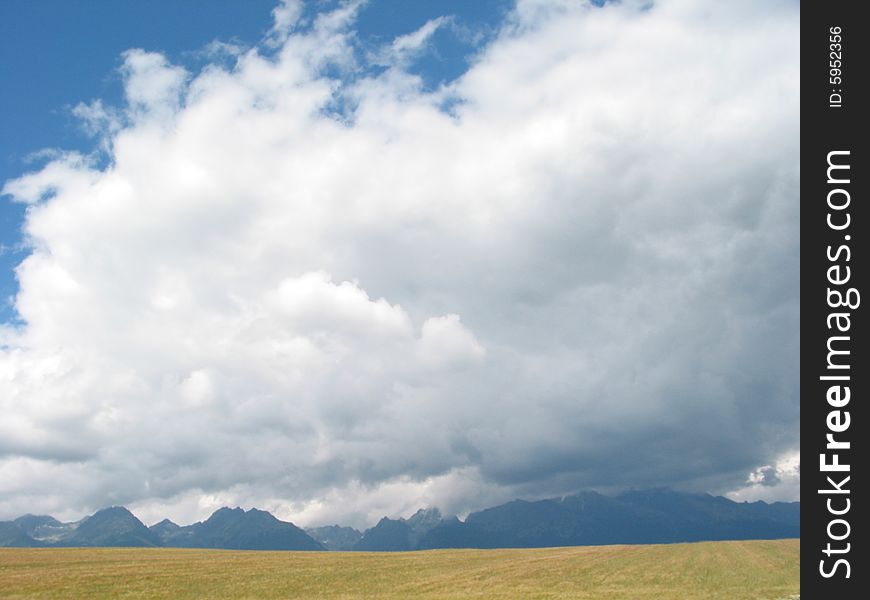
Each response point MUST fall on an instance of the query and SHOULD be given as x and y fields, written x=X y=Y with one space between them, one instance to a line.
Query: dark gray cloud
x=585 y=277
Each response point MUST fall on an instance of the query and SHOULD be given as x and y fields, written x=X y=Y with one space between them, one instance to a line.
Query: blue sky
x=574 y=278
x=55 y=54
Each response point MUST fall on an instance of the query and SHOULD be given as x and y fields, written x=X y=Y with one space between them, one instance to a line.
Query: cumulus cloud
x=780 y=481
x=584 y=274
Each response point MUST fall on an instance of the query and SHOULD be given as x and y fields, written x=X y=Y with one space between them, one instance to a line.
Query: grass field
x=726 y=570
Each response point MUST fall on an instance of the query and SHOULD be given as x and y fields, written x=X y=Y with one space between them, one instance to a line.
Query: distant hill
x=115 y=526
x=230 y=528
x=584 y=519
x=335 y=537
x=649 y=517
x=393 y=535
x=12 y=536
x=237 y=529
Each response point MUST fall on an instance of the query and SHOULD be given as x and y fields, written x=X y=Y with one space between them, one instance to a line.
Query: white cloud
x=582 y=277
x=780 y=481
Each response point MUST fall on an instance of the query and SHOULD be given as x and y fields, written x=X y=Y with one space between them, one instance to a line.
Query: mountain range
x=587 y=518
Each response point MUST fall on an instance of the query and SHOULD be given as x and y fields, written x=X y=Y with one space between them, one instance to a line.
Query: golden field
x=705 y=571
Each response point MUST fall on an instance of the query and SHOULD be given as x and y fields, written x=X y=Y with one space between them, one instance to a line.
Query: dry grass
x=718 y=570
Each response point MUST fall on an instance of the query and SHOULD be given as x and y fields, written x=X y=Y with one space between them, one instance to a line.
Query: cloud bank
x=321 y=289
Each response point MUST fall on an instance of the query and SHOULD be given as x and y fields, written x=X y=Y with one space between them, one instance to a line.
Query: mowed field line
x=746 y=570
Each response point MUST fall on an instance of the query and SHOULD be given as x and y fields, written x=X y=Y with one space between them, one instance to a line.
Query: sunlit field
x=728 y=570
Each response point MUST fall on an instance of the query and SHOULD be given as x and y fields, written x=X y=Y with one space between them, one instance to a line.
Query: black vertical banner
x=834 y=265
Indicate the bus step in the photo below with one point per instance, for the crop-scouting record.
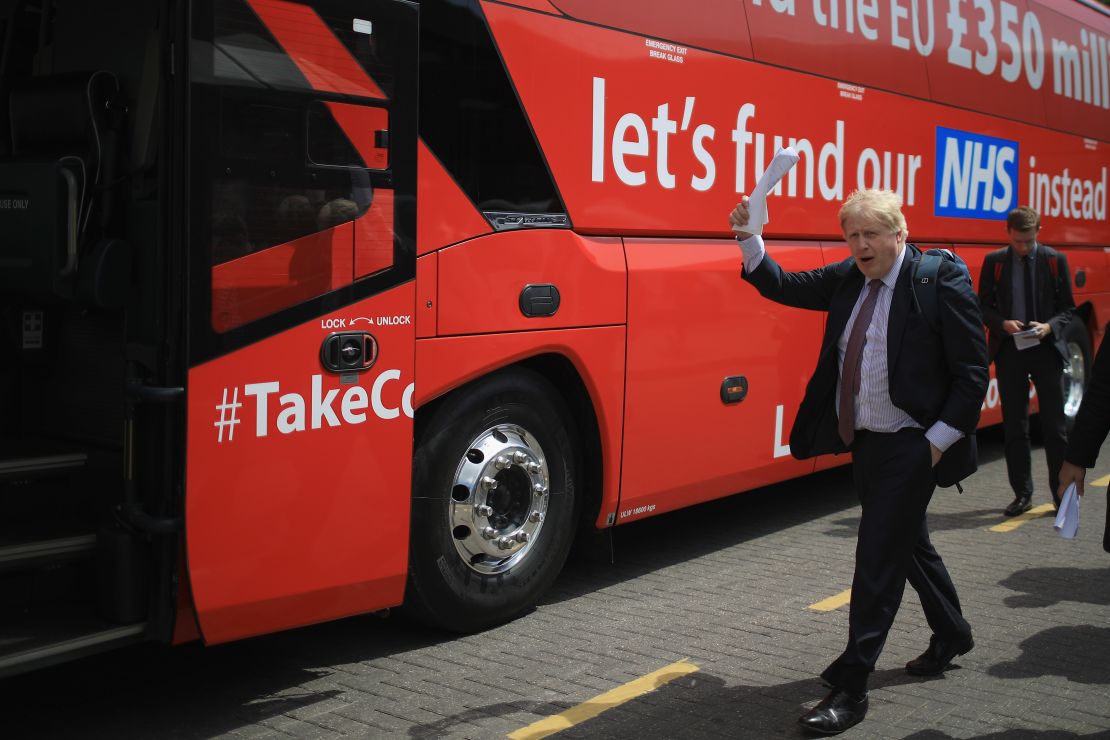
(40, 465)
(64, 649)
(24, 555)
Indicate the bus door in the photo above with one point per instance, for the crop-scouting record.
(301, 159)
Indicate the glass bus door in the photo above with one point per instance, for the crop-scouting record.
(302, 160)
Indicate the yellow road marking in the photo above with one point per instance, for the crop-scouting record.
(601, 702)
(833, 601)
(1035, 513)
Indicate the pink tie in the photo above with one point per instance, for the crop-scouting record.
(853, 361)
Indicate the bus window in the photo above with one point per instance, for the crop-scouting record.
(291, 155)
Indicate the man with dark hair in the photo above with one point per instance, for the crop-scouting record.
(901, 393)
(1026, 287)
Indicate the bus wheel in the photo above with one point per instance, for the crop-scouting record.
(1076, 368)
(494, 503)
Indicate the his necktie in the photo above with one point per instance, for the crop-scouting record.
(1027, 265)
(853, 360)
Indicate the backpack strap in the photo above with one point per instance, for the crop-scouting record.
(925, 285)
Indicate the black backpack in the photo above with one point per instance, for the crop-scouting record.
(924, 281)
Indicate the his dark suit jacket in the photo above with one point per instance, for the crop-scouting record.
(934, 375)
(1055, 304)
(1092, 423)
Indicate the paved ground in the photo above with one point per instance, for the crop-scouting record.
(725, 586)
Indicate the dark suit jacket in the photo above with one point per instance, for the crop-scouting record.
(1092, 423)
(1052, 293)
(934, 375)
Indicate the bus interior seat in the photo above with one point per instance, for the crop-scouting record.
(57, 186)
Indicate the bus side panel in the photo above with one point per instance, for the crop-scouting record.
(481, 281)
(542, 6)
(693, 323)
(597, 354)
(719, 24)
(298, 482)
(445, 214)
(646, 145)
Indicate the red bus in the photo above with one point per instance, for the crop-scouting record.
(318, 307)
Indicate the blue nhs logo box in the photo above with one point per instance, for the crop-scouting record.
(977, 175)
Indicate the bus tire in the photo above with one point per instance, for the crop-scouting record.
(494, 503)
(1077, 368)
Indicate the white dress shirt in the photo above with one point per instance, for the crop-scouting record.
(874, 408)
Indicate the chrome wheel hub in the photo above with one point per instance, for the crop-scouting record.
(1075, 376)
(498, 498)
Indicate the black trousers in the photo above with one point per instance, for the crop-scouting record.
(895, 482)
(1013, 368)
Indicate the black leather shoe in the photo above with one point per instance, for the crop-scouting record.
(835, 713)
(1019, 505)
(936, 659)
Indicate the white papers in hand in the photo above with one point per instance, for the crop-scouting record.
(1067, 518)
(785, 159)
(1026, 338)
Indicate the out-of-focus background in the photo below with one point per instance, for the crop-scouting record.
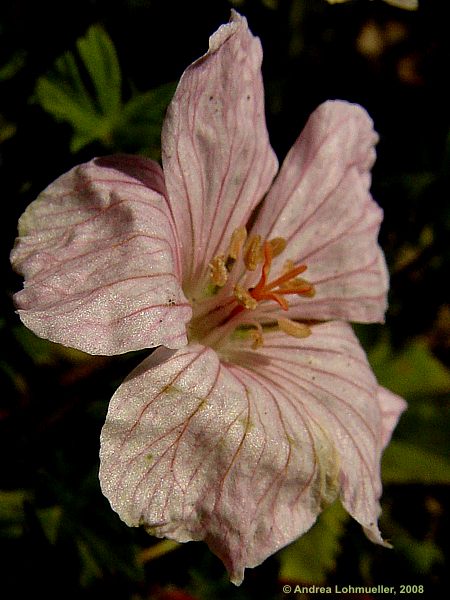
(83, 78)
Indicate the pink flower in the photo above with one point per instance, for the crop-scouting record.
(259, 408)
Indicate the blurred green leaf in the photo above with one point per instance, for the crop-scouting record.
(66, 97)
(415, 372)
(50, 519)
(12, 512)
(99, 56)
(7, 129)
(405, 462)
(85, 90)
(313, 556)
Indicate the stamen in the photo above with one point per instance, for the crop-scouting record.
(219, 272)
(293, 328)
(253, 253)
(256, 336)
(277, 245)
(244, 298)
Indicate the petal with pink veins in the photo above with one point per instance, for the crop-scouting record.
(99, 256)
(215, 148)
(321, 205)
(245, 453)
(391, 407)
(327, 377)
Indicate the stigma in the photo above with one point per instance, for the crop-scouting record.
(254, 253)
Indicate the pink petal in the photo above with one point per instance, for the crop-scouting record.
(216, 153)
(244, 454)
(98, 253)
(328, 380)
(321, 204)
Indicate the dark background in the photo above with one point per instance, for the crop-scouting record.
(59, 536)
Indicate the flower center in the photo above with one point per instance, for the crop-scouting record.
(255, 252)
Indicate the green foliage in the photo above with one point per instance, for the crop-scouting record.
(420, 450)
(405, 462)
(313, 556)
(85, 91)
(412, 373)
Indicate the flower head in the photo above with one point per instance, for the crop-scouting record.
(259, 407)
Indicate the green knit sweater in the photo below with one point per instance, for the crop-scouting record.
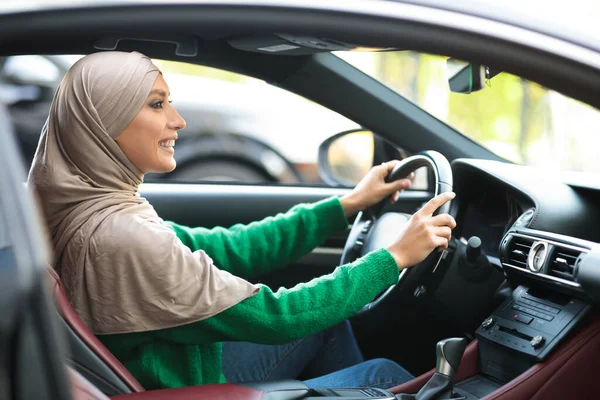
(191, 354)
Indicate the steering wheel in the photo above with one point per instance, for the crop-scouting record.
(374, 229)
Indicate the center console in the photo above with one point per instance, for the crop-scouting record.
(525, 329)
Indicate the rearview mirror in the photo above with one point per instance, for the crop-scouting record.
(465, 77)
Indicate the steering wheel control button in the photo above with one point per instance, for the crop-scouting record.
(523, 318)
(420, 292)
(488, 323)
(537, 342)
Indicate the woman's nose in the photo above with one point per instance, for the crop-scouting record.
(177, 122)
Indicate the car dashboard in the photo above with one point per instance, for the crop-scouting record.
(542, 233)
(537, 228)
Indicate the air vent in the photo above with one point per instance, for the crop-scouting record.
(563, 263)
(517, 251)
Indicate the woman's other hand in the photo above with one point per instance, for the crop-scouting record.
(373, 188)
(423, 233)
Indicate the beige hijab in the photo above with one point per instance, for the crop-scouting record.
(123, 269)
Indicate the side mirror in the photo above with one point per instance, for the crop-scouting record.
(32, 70)
(464, 77)
(344, 159)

■ ■ ■ ■ ■

== Exercise description ==
Give back every record above word for word, dropping pictures.

== Solution for this task ==
Each response point MUST fall on an instance of the query and SHOULD be given as x and y fields, written x=X y=Y with one space between them, one instance to a line.
Query: dark gray cloud
x=585 y=277
Each response point MUST fall on an instance of the query and SHOULD be given as x and y fields, written x=X y=Y with one space between them, one instance to a line.
Query: blue sky
x=574 y=278
x=55 y=54
Each response point MUST fall on an instance of the query and SHOULD be given as x and y fields, written x=X y=Y with one space between them, one instance to a line.
Query: cumulus cloud
x=780 y=481
x=584 y=274
Each response point MUST fall on an instance of the query and SHOULD be given as x and y fields, written x=X y=Y with one space between them, one instance to a line.
Query: grass field
x=726 y=570
Each response point MUST fall on an instance of the query and SHOULD be given as x and y fields, written x=X y=Y with one space between them, one instance to a line.
Query: distant hill
x=115 y=526
x=230 y=528
x=584 y=519
x=335 y=537
x=649 y=517
x=393 y=535
x=12 y=536
x=237 y=529
Each response point MUST fall on an instance of the query and SHOULD be given as x and y fields, written x=X y=Y with one space between them, one instance to a line.
Query: white cloud
x=582 y=277
x=780 y=481
Each response point MUST fall on an instance of the query and SHOULD be given as x and y fields, written x=X y=Y with one space between them, one instance to a line.
Query: mountain range
x=587 y=518
Each response point MUST fall on an instance of the query and SHOULD be given as x and y fields, written x=X y=Y with one space between them, one instance to a line.
Query: golden field
x=705 y=571
Each response point MUST fall on an instance of the query and SHOULD be given as x and y fields, written x=X y=Y with one space between them, one instance to a line.
Query: dry grass
x=718 y=570
Each response point MUST fall on an instance of the query and SHOULD be given as x and y fields, written x=X y=Y with one space between them, one instance to a line.
Query: cloud bank
x=321 y=289
Each response point MUST fall on an instance of the query and SHOULD be given as x and y fields, written x=X y=Y with one space between them, one instance to a line.
Query: mowed field line
x=746 y=570
Each response point MUST fall on an instance of the query and SHOULD be given as x and y fields, written x=X y=Y with one space between them, one instance to a line.
Query: sunlit field
x=728 y=570
Each response point MUST fall on an instance of the query and SHOULD be given as x and y fields, written x=X y=Y with one space between them, one instance to a line.
Query: black vertical banner
x=834 y=265
Indicate the bus step in the photo below with one point per instance, for the crop-scouting record.
(40, 465)
(64, 649)
(24, 555)
Indicate the bus door in the photo above with one point per instance, for the crop-scouting record.
(301, 159)
Indicate the glass bus door in the photo above with one point per instance, for the crop-scouting record.
(302, 160)
Indicate the yellow road marking in the photo above with one point per instance, for the crop-scouting record.
(601, 702)
(833, 601)
(1035, 513)
Indicate the pink tie in the photo above with one point per instance, for the crop-scouting record.
(853, 361)
Indicate the bus window in the photo above with one point per instance, for the crop-scouting record.
(291, 155)
Indicate the man with dark hair in the photo above with one point per instance, for the crop-scouting record.
(901, 393)
(1026, 287)
Indicate the bus wheel in the photo above with one point per instance, for the crop-scouting record.
(1076, 368)
(494, 503)
Indicate the his necktie in the photo above with one point per instance, for the crop-scouting record.
(1027, 265)
(853, 360)
Indicate the backpack strap in the photo above with one point per instance, for the crop-scouting record.
(925, 285)
Indicate the black backpack in the photo above with one point per instance, for the crop-scouting record.
(924, 281)
Indicate the his dark suit jacket in the photo above with one point per instance, for the crop-scouting record.
(934, 375)
(1055, 304)
(1092, 423)
Indicate the paved ground in the photo above with one point per instance, for the crop-scouting record.
(725, 586)
Indicate the dark suit jacket in the photo above with one point per instance, for the crop-scouting record.
(1092, 423)
(1052, 293)
(934, 375)
Indicate the bus interior seat in the photo above with one point per instance, for the crop-scouting record.
(57, 186)
Indicate the bus side panel in the photo above with one point per instance, for the crop-scouting record.
(481, 281)
(542, 6)
(693, 323)
(597, 354)
(719, 24)
(298, 482)
(445, 214)
(646, 145)
Indicate the red bus in the photo above with one point per instance, for the crop-scouting record.
(318, 307)
Indicate the blue nhs logo box in the photo above with one point per instance, for the crop-scouting record.
(977, 175)
Indicate the bus tire in the photo above with one point per instance, for the crop-scouting record.
(494, 503)
(1077, 368)
Indicate the white dress shirt in the photo above with one point per instance, for the crop-scouting record.
(874, 408)
Indicate the chrome wheel hub in the photo above with one point per instance, for the crop-scouting record.
(1075, 376)
(498, 498)
Indicate the black trousers in the photo above with one point per instance, for the crop-scouting record.
(895, 482)
(1013, 368)
Indicate the black leather shoe in the photo above with one point per instance, for the crop-scouting record.
(835, 713)
(1019, 505)
(936, 659)
Indicate the white papers in hand in the photo above with one point per instance, for the crop-scouting record.
(1067, 518)
(785, 159)
(1026, 338)
Indicate the out-of-focus background in the photo below with one point per instance, for the crop-scouting record.
(83, 78)
Indicate the pink flower in the photo above with one point per instance, for the crop-scouting record.
(259, 408)
Indicate the blurred green leaf in the photo above with one point per instance, for the crop-scouting record.
(66, 97)
(415, 372)
(50, 519)
(12, 512)
(99, 56)
(7, 129)
(405, 462)
(85, 90)
(313, 556)
Indicate the stamen in the photo above with one point per instance, for the crop-scouting record.
(219, 272)
(293, 328)
(253, 253)
(256, 336)
(277, 245)
(244, 298)
Indicate the petal with pink veins in the photo above with one point per instance, for the crop-scouting record.
(99, 256)
(215, 148)
(321, 205)
(245, 453)
(391, 407)
(327, 377)
Indicate the stigma in the photo above with one point per instance, for the crop-scouting record.
(254, 253)
Indicate the pink petal in the photo above with one point per instance, for the crop-scouting record.
(216, 153)
(244, 454)
(98, 253)
(328, 380)
(321, 204)
Indicate the dark background in the photo above with one point per instance, for the crop-scouting record.
(59, 536)
Indicate the flower center in the photo above with one point per instance, for the crop-scouting record.
(255, 252)
Indicate the green foliage in the photo above with one point per instance, for the crop-scouting record.
(420, 450)
(405, 462)
(313, 556)
(85, 91)
(412, 373)
Indicate the flower head in the photo above with one point per instance, for the crop-scouting record.
(259, 407)
Indicate the green knit sweater in the photo below with one point per instance, for the crop-scouting record.
(191, 354)
Indicate the steering wheel in the photo above with one point per instance, for the crop-scouting record.
(374, 229)
Indicate the center console in the photo above with one point per instance, for the crop-scouting record.
(525, 329)
Indicate the rearview mirror in the photo above with one point per instance, for the crop-scouting record.
(465, 77)
Indicate the steering wheel control button in the photo above with one point per instance, for the crop-scouting record.
(523, 318)
(420, 292)
(488, 323)
(537, 342)
Indicate the woman's nose in the photo above with one point per instance, for the crop-scouting record.
(177, 122)
Indicate the car dashboard in the photo above with one point per instance, for the crop-scouting record.
(542, 233)
(537, 228)
Indicate the air vent in the photo above with one point per instance, for the crop-scouting record.
(563, 263)
(517, 251)
Indicate the woman's other hand in the photo above with one point per instance, for the crop-scouting record.
(373, 188)
(423, 233)
Indicate the beige hijab in the photo above with one point per instance, for the crop-scouting record.
(123, 269)
Indicate the side mirror in the photo above with one point per instance, for the crop-scouting record.
(32, 70)
(464, 77)
(344, 159)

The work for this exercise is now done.